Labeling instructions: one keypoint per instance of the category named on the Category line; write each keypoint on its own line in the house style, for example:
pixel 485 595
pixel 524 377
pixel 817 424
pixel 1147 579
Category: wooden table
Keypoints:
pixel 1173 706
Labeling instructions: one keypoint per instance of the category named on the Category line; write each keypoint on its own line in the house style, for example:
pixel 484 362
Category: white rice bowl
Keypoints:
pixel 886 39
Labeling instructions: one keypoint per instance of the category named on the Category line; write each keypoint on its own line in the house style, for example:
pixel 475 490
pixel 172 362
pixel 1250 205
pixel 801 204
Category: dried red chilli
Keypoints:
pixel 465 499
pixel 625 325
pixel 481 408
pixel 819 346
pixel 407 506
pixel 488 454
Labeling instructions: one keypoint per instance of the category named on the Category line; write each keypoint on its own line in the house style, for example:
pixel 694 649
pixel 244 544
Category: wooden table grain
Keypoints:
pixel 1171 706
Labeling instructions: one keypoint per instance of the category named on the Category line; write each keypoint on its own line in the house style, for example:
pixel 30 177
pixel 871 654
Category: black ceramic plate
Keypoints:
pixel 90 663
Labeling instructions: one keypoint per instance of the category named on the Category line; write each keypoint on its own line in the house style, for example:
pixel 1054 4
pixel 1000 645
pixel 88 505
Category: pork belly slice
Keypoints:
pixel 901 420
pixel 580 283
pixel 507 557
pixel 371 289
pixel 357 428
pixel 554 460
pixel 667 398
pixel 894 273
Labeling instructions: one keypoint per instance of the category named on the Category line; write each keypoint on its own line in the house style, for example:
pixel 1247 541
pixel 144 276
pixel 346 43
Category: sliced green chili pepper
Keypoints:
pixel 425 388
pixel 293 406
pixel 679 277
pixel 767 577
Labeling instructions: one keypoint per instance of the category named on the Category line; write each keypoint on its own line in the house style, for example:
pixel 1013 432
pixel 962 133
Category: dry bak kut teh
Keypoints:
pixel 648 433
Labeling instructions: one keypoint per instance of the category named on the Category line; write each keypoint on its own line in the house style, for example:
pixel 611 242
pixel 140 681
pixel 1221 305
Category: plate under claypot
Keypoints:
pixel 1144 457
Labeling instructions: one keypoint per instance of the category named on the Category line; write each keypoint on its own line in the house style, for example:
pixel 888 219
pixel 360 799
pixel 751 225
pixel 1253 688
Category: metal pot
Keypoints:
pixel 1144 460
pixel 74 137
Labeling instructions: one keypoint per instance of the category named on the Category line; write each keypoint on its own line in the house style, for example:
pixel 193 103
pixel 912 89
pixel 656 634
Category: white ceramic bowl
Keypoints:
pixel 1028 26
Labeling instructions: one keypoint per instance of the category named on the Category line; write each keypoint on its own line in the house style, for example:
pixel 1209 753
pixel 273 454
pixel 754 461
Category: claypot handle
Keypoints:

→ TASK REQUIREMENTS
Copy out the data word for word, starting at the very beginning and ending at the line that contains "pixel 886 39", with that line included.

→ RESPONSE
Labeling instructions: one keypoint per instance of the category named on the Category line; write each keypoint on its own line in the house style, for example:
pixel 485 595
pixel 524 377
pixel 817 424
pixel 1147 579
Category: wooden table
Keypoints:
pixel 1173 706
Labeling instructions: one keypoint per instance of the category named on the Category line; write each keypoint on its own line in the house style, for example:
pixel 484 362
Category: white rice bowl
Keypoints:
pixel 886 39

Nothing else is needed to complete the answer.